> _Task directions_: Sift the material for lines containing "blue", and return them.

BEGIN

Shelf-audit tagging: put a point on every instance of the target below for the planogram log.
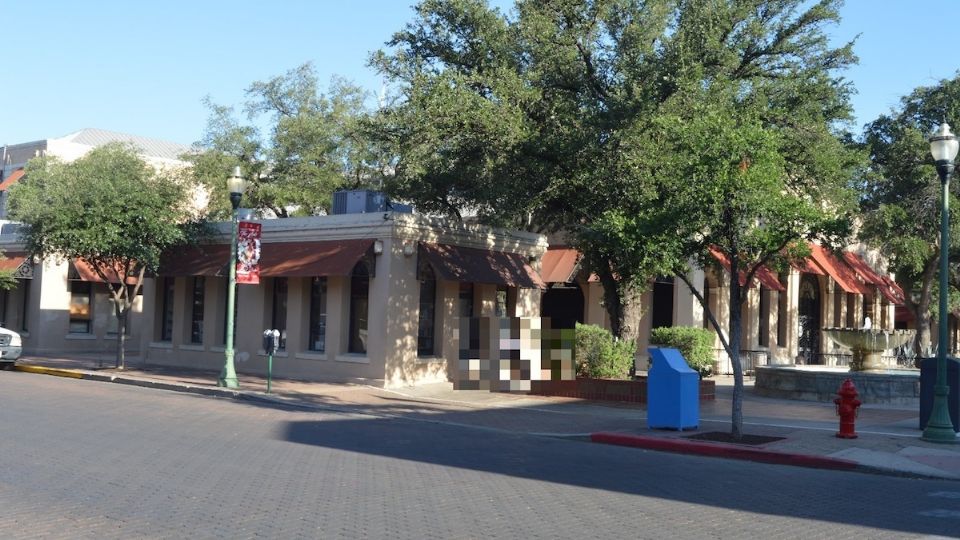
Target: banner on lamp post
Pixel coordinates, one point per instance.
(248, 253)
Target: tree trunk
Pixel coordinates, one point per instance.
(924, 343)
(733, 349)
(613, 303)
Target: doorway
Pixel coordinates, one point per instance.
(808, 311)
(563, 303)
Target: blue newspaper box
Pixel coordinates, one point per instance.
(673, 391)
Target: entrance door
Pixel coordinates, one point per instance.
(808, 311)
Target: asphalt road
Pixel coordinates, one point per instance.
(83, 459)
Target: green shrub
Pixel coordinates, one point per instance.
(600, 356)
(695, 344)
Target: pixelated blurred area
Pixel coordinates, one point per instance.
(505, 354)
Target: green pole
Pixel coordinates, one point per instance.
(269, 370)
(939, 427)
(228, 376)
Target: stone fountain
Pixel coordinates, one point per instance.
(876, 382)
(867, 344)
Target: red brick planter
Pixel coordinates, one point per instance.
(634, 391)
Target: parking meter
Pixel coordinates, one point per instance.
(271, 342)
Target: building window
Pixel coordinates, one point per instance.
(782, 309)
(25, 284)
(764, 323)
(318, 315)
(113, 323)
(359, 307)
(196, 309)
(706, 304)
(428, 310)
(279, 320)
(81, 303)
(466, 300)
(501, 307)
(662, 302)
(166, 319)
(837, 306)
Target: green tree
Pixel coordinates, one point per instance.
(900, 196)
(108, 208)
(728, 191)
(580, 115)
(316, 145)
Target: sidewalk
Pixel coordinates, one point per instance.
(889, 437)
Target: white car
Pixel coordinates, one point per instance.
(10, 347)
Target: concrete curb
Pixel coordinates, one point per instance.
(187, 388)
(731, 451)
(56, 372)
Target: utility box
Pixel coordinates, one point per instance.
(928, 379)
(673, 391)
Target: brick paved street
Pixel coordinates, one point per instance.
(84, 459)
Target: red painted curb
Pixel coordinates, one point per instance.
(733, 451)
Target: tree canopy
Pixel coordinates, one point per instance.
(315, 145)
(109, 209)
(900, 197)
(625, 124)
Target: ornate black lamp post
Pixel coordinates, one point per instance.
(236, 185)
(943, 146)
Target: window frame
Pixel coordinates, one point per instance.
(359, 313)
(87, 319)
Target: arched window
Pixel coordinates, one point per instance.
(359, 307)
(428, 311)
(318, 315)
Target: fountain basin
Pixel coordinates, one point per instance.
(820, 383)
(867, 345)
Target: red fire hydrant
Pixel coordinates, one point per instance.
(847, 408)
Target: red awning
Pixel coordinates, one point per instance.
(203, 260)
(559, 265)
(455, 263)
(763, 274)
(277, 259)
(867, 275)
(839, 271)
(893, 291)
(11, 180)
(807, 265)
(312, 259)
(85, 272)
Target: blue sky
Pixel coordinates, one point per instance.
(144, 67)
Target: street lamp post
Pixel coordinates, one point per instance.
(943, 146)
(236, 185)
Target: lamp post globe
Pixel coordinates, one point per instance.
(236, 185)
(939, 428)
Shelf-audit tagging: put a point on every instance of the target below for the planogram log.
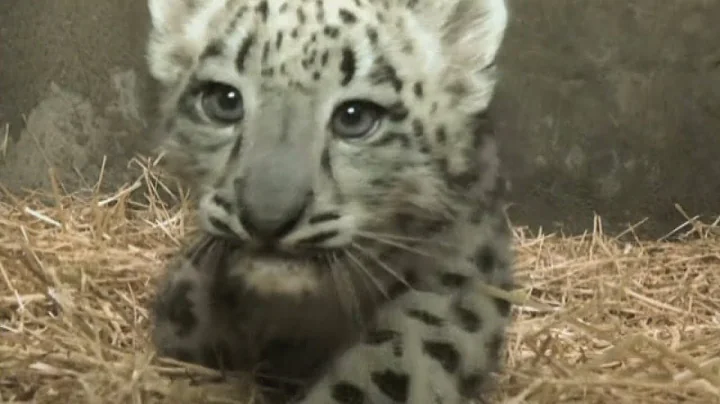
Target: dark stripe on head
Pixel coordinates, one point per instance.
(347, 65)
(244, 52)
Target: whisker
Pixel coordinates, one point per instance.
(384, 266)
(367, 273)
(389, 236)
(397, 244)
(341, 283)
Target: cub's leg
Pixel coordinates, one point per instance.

END

> _Answer to this task_:
Target: blue newspaper box
Target: blue sky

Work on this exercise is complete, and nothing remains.